RECORDS SHOWN:

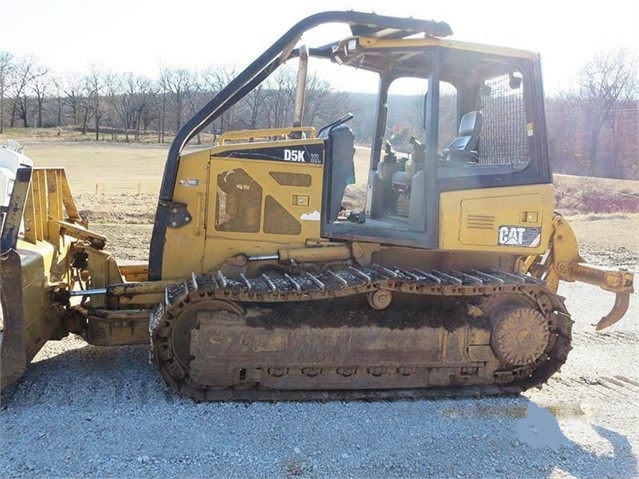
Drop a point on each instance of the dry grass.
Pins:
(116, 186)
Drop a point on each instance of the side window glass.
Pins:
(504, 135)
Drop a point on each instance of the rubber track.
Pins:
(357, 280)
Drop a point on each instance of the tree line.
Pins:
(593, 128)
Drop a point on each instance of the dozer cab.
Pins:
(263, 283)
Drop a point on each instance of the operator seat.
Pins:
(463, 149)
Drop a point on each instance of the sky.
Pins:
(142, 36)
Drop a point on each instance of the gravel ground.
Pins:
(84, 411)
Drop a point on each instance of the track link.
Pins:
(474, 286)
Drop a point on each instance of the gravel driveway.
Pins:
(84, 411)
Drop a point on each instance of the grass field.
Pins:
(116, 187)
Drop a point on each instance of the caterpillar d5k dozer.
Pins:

TASK GOAL: None of the pictures should be copied, but every record above must be returned exactly.

RESPONSE AREA:
Drop a point on each instance of the dry grass.
Pins:
(116, 186)
Drop a point on each instance of the side window glass.
Pins:
(504, 135)
Drop a point on each instance of the rubber track.
Pins:
(357, 280)
Drop a point on each instance of the tree line.
Pins:
(593, 128)
Drop a point on each instance of the dozer cab.
Pins:
(263, 283)
Drop a point on each instance of the operator seat.
Pins:
(463, 149)
Drop a point on each instance of the sky.
Pins:
(142, 36)
Drop a point on each instance of the gravel ground.
Pins:
(84, 411)
Drop a point on each instance of the track link.
Pins:
(474, 286)
Drop a point on each instance of the gravel driveway.
Pins:
(84, 411)
Drop a point on each instance of the grass field.
Pins:
(116, 187)
Drop a point on each instance of the caterpillar d5k dozer.
Pins:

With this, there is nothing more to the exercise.